● CONSIGNE 1
Répondez à ces questions sur l'article consacré au métier de coach :
(a) Combien de fois la personne qui écrit a-t-elle été contactée, et en combien de jours ?
(b) Quel thème l'intéresse particulièrement ?
(c) Quel coaching qualifie-t-elle de vrai métier ?
● CONSIGNE 2
Poursuivez l'article consacré au métier de coach après sa dernière phrase.

● DOCUMENT SOURCE
Dessin : Pierre Ficheux
Vidéo : La mode du coaching – Karim Duval, humoriste
https://www.youtube.com/watch?v=HSv6SOKIzwc
Cela fait plusieurs jours qu’un article avec ce titre trotte dans ma tête et voilà que je tombe sur une vidéo du même nom qui illustre très bien et avec humour ce que j’avais en partie à coeur de vous dire ! C’est parfait. 🙂
L’idée d’écrire cet article m’est venue après avoir été contactée trois fois en l’espace de deux jours, comme cela m’arrive sinon régulièrement, par des personnes soit en formation de coaching soit s’apprêtant à s’inscrire à une formation et désirant y voir plus clair sur le métier de coach. Il est vrai que le thème de la posture du coach m’intéresse particulièrement.
J’insiste, le coaching – j’entends le coaching professionnel – est un vrai métier. C’est même un art subtile et complexe, qu’on ne peut pratiquer avec une baguette magique et quelques formules apprises dans les livres américains de développement personnel.

● LISTE DES ENREGISTREMENTS
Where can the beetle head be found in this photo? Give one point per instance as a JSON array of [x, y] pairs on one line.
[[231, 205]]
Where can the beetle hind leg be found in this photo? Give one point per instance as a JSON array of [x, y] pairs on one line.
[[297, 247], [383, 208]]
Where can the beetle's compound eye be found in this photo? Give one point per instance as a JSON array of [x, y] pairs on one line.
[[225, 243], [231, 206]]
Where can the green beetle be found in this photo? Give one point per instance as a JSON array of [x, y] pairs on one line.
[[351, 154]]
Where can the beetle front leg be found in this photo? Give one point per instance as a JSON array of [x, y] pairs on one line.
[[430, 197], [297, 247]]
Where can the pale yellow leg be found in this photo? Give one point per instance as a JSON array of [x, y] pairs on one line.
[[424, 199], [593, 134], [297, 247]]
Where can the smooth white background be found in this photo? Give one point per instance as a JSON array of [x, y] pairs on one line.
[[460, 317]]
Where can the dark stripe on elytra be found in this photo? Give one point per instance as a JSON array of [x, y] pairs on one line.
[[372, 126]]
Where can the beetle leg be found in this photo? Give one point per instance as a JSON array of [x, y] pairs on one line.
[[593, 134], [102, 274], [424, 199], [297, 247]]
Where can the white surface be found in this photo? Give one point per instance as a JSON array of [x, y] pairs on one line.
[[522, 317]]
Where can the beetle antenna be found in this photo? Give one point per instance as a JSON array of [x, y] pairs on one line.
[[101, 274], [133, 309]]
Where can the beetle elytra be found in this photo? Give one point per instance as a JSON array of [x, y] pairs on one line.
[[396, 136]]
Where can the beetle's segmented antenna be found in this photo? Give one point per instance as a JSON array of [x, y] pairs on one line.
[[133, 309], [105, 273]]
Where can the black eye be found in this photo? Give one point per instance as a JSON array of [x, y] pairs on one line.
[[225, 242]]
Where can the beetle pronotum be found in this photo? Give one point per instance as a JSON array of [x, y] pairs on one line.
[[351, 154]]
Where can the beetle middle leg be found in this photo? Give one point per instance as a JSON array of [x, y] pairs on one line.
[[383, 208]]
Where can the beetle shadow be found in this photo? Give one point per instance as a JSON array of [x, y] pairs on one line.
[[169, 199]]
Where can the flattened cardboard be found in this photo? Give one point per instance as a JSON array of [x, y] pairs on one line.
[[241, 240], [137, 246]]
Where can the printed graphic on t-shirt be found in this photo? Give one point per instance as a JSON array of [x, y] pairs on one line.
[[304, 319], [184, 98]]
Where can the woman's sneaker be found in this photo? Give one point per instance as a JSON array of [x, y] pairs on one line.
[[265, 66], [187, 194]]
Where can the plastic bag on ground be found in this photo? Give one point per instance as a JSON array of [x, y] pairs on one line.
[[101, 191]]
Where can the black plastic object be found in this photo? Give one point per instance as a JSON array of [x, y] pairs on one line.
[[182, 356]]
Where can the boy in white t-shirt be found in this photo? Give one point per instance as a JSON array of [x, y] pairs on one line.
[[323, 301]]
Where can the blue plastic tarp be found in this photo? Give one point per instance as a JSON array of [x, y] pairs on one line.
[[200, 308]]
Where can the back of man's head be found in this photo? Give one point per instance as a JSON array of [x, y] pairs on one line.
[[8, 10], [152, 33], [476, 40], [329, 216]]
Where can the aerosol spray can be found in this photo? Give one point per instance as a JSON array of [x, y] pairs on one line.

● RÉPONSE ATTENDUE 1
(a) Trois fois en l'espace de deux jours.
(b) La posture du coach.
(c) Le coaching professionnel.

● RÉPONSE ATTENDUE 2
Et effectivement c’est très à la mode. « Aujourd’hui tout le monde peut être coach… avec rien, même pas ton couteau ! », nous dit Karim dans la vidéo. Il y a des coachs en tout et il pointe le fait que les coachs de vie ont remplacé les psys. Une des explications à cela en France serait-elle que la profession de psychothérapeute (à ne pas confondre avec les psychologues issus d’un parcours universitaire) s’est réglementée et que tous ceux qui se contentaient d’une formation de quelques week-ends ne peuvent plus prétendre à ce titre ? Il faut bien trouver autre chose quand on est pressé de faire du business sur les aspirations des gens à moindres efforts. Quoi de mieux qu’une profession encore toute jeune, non réglementée ?
Heureusement cela est en train de changer, un signe en étant que les trois principales fédérations de coaching (ICF, EMCC et SFC), qui s’efforcent depuis plusieurs années de structurer le métier avec des standards exigeants, viennent d’unir leurs voix pour faire reconnaître leurs démarches de professionnalisation auprès de l’Etat français et dans les autres pays.
Attention, cela dit, à part quelques individus peu scrupuleux, la grande majorité des personnes qui embrassent cette voie souhaite sincèrement apporter une véritable valeur ajoutée à leurs interlocuteurs.
Seulement voilà, ont-elles une réelle idée de ce qu’est le coaching professionnel et de ce que cela implique ?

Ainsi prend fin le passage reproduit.